» **Material for the task**:
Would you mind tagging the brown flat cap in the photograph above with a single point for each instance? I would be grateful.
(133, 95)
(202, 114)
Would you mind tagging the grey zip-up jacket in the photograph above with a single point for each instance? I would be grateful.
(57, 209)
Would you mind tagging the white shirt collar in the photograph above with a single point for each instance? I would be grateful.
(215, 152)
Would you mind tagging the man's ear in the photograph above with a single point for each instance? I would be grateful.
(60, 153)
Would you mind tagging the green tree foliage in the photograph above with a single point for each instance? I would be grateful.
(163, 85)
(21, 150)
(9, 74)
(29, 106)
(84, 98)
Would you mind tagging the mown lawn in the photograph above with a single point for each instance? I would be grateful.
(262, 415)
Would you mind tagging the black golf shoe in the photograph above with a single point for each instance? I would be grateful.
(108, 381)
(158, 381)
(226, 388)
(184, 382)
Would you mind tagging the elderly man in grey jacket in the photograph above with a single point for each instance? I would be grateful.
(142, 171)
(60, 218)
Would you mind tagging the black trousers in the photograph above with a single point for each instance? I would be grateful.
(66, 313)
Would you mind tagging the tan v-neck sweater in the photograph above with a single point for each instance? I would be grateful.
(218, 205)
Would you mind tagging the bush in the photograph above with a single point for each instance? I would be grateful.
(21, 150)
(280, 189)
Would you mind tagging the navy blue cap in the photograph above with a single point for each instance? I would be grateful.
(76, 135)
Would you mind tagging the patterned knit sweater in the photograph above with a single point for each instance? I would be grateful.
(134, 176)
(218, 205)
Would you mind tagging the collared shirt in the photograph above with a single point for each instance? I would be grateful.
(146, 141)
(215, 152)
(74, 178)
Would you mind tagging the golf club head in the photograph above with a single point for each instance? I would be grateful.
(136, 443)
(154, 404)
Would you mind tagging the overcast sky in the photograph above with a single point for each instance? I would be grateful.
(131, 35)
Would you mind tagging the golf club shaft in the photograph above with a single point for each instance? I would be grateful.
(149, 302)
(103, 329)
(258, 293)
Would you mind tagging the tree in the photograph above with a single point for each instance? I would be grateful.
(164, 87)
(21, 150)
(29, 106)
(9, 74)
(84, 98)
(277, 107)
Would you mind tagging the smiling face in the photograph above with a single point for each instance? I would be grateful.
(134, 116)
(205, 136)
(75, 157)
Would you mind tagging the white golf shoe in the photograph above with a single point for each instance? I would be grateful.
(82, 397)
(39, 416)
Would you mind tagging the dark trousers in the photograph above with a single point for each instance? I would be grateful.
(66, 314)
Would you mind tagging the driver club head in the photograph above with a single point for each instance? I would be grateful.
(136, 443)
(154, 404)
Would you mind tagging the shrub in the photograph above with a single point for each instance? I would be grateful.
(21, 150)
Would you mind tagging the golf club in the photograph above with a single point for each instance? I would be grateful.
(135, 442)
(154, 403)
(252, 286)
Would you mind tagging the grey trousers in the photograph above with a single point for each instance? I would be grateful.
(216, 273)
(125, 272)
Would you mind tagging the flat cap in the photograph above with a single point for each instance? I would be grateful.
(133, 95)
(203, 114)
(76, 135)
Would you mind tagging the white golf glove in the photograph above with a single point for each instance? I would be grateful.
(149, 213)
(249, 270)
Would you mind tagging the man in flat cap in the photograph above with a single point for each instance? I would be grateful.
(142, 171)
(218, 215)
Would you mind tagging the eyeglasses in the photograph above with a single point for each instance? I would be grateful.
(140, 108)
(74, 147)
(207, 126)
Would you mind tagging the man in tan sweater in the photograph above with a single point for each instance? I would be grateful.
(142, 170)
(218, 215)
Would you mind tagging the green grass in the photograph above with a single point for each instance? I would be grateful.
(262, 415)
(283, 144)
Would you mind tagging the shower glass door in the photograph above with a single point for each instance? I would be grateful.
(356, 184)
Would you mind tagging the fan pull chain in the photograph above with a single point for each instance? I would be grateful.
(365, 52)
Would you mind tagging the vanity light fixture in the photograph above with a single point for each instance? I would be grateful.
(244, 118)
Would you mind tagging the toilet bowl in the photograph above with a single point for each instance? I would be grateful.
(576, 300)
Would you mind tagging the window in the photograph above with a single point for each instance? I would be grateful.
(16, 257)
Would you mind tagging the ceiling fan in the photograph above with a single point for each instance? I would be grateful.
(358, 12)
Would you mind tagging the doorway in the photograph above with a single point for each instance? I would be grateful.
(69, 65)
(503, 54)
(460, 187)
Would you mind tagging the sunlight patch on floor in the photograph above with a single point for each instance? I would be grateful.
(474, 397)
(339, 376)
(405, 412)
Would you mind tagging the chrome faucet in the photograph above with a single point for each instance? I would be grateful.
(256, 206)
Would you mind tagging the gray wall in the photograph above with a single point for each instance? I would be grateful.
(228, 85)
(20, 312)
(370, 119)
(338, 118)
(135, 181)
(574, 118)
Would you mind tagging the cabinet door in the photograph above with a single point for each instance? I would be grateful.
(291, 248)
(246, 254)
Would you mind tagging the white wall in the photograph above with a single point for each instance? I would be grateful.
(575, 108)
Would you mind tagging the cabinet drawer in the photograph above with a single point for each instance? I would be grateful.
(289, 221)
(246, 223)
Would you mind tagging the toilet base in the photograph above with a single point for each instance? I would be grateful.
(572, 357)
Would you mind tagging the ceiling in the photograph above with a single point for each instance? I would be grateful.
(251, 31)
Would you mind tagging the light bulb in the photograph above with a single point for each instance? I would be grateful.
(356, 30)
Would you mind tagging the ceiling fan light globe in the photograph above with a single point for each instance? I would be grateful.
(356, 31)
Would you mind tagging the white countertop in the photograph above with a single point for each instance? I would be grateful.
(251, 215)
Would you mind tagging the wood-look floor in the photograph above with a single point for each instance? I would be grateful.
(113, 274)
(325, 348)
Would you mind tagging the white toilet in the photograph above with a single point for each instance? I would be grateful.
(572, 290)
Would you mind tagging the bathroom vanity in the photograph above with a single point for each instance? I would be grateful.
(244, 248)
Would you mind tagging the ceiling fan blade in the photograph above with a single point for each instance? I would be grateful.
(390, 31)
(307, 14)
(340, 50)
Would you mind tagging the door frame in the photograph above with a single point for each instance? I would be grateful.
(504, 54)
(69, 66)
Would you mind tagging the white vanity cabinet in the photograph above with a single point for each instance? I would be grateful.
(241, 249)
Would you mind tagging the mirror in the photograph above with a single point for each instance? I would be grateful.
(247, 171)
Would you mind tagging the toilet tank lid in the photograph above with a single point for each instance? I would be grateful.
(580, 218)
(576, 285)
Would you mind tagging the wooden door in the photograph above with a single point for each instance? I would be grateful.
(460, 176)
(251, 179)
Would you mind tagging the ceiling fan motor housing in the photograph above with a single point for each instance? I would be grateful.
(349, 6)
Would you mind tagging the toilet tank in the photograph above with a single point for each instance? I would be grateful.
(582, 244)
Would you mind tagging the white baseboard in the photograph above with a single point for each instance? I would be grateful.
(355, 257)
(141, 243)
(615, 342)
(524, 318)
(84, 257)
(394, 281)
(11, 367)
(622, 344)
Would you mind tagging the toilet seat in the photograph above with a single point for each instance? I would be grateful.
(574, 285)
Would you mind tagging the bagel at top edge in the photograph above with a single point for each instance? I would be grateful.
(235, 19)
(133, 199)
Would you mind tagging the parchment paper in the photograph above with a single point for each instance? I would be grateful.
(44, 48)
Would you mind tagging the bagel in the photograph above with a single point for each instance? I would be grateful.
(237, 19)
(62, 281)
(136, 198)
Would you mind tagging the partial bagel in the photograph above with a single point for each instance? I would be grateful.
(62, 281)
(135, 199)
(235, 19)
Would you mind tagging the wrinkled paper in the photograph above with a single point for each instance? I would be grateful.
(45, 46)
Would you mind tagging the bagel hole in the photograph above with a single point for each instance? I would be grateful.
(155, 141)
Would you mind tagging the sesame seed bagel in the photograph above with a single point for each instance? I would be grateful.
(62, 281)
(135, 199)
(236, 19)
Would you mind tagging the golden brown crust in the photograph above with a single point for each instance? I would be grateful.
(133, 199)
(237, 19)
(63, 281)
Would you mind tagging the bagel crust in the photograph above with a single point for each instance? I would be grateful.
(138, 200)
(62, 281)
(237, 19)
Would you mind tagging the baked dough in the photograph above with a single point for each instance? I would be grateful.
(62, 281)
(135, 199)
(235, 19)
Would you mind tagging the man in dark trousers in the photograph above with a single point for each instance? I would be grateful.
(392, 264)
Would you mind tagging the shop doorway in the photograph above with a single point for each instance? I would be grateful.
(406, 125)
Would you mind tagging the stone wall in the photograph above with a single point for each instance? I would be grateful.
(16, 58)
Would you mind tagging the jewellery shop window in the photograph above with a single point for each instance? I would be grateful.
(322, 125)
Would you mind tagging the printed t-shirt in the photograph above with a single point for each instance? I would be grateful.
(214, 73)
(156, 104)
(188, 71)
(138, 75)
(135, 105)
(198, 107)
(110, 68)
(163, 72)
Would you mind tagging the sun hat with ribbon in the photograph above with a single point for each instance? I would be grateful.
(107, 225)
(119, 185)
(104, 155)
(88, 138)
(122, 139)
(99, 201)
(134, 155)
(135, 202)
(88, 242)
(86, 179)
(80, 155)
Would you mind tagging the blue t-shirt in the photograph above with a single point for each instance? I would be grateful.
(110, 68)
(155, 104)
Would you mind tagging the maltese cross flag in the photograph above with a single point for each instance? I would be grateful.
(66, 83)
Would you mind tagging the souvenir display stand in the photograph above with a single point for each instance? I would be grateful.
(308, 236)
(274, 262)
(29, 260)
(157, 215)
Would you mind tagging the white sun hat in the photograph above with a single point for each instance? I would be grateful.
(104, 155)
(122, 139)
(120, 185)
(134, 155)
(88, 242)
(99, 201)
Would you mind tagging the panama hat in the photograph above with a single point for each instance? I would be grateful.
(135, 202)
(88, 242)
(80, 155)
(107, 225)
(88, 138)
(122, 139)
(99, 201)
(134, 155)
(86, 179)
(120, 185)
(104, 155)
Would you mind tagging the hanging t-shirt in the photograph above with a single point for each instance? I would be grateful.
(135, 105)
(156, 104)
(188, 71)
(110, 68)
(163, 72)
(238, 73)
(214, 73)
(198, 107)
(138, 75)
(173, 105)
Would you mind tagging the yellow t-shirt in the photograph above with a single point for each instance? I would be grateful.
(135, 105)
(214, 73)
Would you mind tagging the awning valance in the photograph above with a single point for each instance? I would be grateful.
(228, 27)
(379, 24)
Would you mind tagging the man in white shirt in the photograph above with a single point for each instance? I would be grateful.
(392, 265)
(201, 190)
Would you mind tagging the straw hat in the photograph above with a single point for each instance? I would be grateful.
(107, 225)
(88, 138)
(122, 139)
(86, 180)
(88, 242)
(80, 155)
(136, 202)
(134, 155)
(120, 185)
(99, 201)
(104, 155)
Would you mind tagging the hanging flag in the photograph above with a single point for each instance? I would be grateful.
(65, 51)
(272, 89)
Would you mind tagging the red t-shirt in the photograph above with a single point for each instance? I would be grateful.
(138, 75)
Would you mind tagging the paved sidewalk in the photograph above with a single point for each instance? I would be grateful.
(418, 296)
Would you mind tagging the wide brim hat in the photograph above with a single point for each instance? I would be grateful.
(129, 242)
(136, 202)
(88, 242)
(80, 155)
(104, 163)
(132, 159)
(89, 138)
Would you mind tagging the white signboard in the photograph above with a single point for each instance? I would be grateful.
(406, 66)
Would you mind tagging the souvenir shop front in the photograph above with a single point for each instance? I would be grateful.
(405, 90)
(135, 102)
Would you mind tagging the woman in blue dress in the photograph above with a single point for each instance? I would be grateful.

» **Problem to work on**: Restate word for word the lines from the line containing "Would you mind tagging the souvenir shop" through the last line of the listing, inclusive, and nothing beyond them.

» **Expected output**:
Would you mind tagging the souvenir shop front in the photograph above with a single point for each instance? I would be grateful.
(405, 90)
(135, 102)
Would you mind tagging the woman in blue dress in the photograph above with a single point for each instance? I would be grateful.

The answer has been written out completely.